#### EXTRACT PROVIDED
The First Step Towards Olympic Qualification
Precious “Ranking Series” points elevate the status of a tournament that, before last year, was seen as a somewhat average international gathering due to its occasional sprinkling of top-level athletes who would show up in Italy just to jump in a few matches, collect a little prize money. But once ranking points entered the picture in 2019, participation naturally expanded, the action improved, and it was good enough to warrant a return to “Ranking Series” designation in the most critical year of the entire quadrennial.
That is why 2020’s running of Pellicone (which begins on Wednesday morning) once again welcomes in a substantial number of World medal-winning wrestlers. The points matter. Big time. For those already qualified for the Tokyo Olympics, said points influence potential seeding concerns. For those who are not, points acquired may result in a top-2 seed at their respective Continental Olympic Qualifiers, where appearances in the final round automatically translate into tickets punched for Tokyo.
January. 15-18 | 4:30 AM Eastern
The latter scenario represents the boat in which five US athletes are paddling, making their success in Pellicone all the more desirable. When the Pan Am Olympic Qualifier pops off in March, all SIX American Greco wrestlers getting the nod have to place in the top-2. That’s the assignment.
Yes -- there will be one more shot for Olympic qualification following Ottawa, the “Last Chance” tournament in Bulgaria. But that is a situation everyone would like to avoid, not just the US, since the climb there is expected to present exceedingly treacherous uphill terrain.
The bottom line: Matteo Pellicone in 2020 is a marquee elite-level event on its own merit. But for US athletes, it’s more than that. With Cuba not sending a single, solitary wrestler (but Venezuela sending several), a solid all-around showing this week could clear a path for qualification in Ottawa, and by extension, guarantee a USA Greco-Roman presence in Tokyo.
55 kg: USA Entrant — Max Nowry (Army/WCAP)

#### STORED RECORDS
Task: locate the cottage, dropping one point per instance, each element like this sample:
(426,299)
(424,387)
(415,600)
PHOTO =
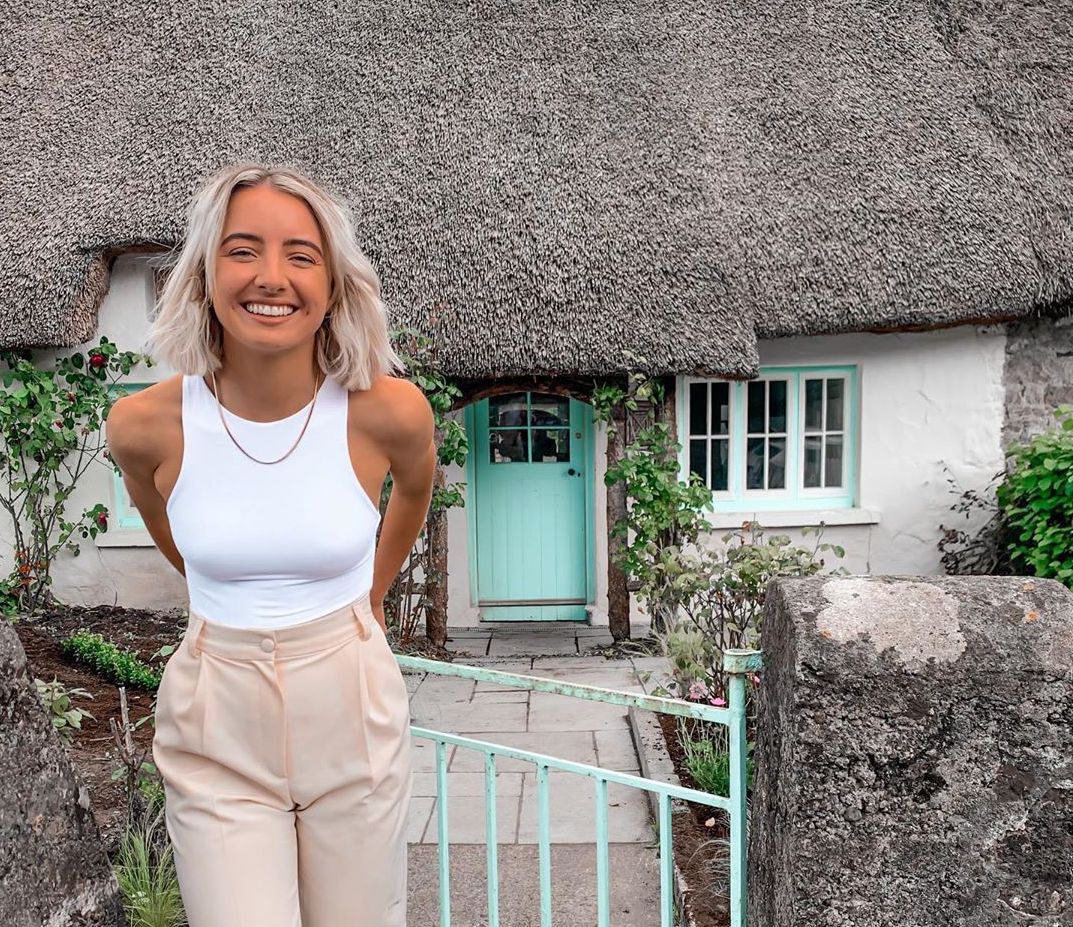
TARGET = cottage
(842,233)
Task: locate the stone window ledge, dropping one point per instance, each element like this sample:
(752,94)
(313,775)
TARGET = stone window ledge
(125,538)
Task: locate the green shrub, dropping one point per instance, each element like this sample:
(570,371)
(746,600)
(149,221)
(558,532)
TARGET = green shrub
(1037,500)
(104,657)
(708,762)
(57,700)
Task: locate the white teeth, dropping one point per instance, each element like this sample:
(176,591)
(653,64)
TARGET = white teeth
(261,309)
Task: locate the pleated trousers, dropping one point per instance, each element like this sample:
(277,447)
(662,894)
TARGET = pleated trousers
(287,768)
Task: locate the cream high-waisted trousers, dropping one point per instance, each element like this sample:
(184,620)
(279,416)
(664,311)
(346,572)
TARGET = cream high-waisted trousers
(287,768)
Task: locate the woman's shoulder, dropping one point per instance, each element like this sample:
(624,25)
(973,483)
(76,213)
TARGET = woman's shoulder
(150,411)
(392,407)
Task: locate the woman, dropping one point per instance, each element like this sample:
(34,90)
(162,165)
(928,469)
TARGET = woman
(282,719)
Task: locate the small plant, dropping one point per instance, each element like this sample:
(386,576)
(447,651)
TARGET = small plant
(708,761)
(1037,500)
(106,659)
(49,437)
(719,594)
(145,869)
(57,700)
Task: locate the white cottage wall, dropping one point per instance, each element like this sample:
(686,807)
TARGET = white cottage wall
(929,400)
(120,565)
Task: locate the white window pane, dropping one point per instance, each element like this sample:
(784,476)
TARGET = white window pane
(813,406)
(720,408)
(833,461)
(777,407)
(777,464)
(836,401)
(699,458)
(720,469)
(757,407)
(754,464)
(813,451)
(697,408)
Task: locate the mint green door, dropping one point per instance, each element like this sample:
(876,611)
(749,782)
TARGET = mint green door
(532,464)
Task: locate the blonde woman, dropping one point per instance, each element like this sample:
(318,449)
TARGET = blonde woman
(282,720)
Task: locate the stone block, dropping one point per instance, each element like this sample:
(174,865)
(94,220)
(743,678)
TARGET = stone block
(53,864)
(914,756)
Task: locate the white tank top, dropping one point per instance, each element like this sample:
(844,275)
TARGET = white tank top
(270,545)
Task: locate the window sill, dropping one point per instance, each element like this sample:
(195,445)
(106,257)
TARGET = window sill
(831,518)
(125,538)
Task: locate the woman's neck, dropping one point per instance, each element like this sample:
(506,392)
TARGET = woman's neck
(266,387)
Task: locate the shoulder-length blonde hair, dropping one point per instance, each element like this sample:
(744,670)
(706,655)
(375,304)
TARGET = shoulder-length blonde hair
(353,346)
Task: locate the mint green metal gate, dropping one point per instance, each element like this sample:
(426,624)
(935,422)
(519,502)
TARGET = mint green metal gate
(737,663)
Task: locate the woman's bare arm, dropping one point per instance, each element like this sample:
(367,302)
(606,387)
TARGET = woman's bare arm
(406,436)
(135,444)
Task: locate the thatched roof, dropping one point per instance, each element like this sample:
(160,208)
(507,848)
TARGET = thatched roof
(544,185)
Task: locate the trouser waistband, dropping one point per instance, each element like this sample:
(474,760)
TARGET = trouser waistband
(329,630)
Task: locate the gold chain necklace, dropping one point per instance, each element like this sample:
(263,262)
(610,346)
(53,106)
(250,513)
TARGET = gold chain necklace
(219,409)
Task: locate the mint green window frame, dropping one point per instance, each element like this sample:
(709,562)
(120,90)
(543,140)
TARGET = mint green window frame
(123,513)
(795,496)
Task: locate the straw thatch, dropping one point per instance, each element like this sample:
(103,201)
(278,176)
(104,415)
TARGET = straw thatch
(542,185)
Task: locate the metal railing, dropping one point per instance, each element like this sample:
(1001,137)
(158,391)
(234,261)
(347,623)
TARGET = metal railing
(737,663)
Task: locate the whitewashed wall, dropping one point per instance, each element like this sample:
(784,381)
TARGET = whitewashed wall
(120,567)
(927,399)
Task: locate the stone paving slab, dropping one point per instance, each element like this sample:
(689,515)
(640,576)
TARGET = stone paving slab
(467,718)
(467,783)
(572,811)
(634,886)
(577,746)
(557,725)
(466,822)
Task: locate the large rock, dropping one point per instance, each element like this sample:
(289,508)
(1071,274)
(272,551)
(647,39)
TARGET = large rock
(914,758)
(54,871)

#### COMPLETE THE FOLLOWING
1: Answer these questions about the Pellicone tournament text, one line each, marked the same way:
(a) In what year did ranking points enter the picture?
(b) In which month does the Pan Am Olympic Qualifier take place?
(c) Which country is not sending a single wrestler?
2: Rewrite the stretch of the Pellicone tournament text from "That is why" through "That’s the assignment.", swapping "Wednesday morning" for "Thursday morning".

#### ANSWERS BY TASK
1:
(a) 2019
(b) March
(c) Cuba

2:
That is why 2020’s running of Pellicone (which begins on Thursday morning) once again welcomes in a substantial number of World medal-winning wrestlers. The points matter. Big time. For those already qualified for the Tokyo Olympics, said points influence potential seeding concerns. For those who are not, points acquired may result in a top-2 seed at their respective Continental Olympic Qualifiers, where appearances in the final round automatically translate into tickets punched for Tokyo.
January. 15-18 | 4:30 AM Eastern
The latter scenario represents the boat in which five US athletes are paddling, making their success in Pellicone all the more desirable. When the Pan Am Olympic Qualifier pops off in March, all SIX American Greco wrestlers getting the nod have to place in the top-2. That’s the assignment.